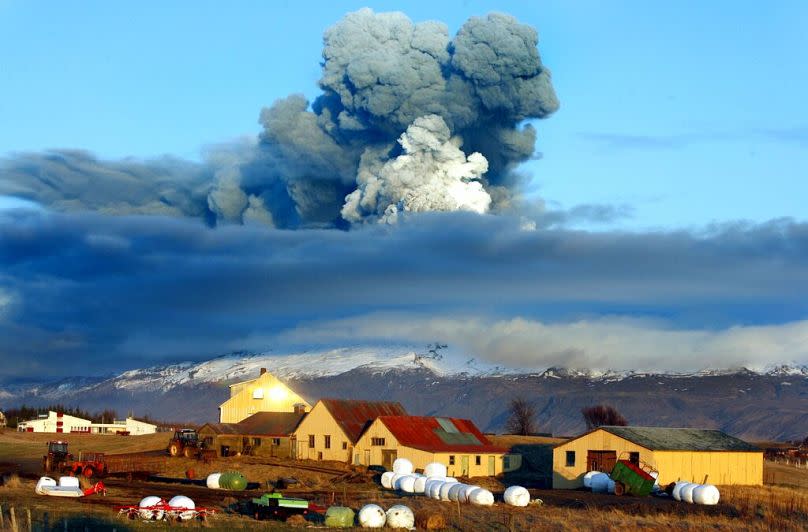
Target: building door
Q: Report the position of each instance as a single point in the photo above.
(388, 457)
(601, 460)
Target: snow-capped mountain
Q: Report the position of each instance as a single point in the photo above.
(768, 403)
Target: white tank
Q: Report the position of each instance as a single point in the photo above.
(588, 478)
(435, 469)
(687, 492)
(402, 466)
(69, 482)
(419, 485)
(372, 516)
(181, 501)
(455, 490)
(464, 493)
(444, 490)
(387, 480)
(44, 482)
(212, 482)
(481, 497)
(706, 494)
(517, 496)
(400, 516)
(150, 515)
(406, 484)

----

Reproduce the listing above line for line, without altering any text or coordinates, and omit the picture from your copy.

EXERCISE RESULT:
Target: building door
Q: Report the position of each instance as a single point in the photo above.
(388, 457)
(601, 460)
Target: snow-capped mountain
Q: Report the position of each instance as a single point in the photo above.
(768, 403)
Target: white tank
Q: Report the position of each instance as a single point in the photo above.
(588, 478)
(435, 469)
(687, 492)
(402, 466)
(69, 482)
(419, 485)
(372, 516)
(181, 501)
(455, 490)
(464, 493)
(444, 490)
(387, 480)
(44, 482)
(212, 482)
(481, 497)
(706, 494)
(517, 496)
(400, 516)
(150, 515)
(406, 484)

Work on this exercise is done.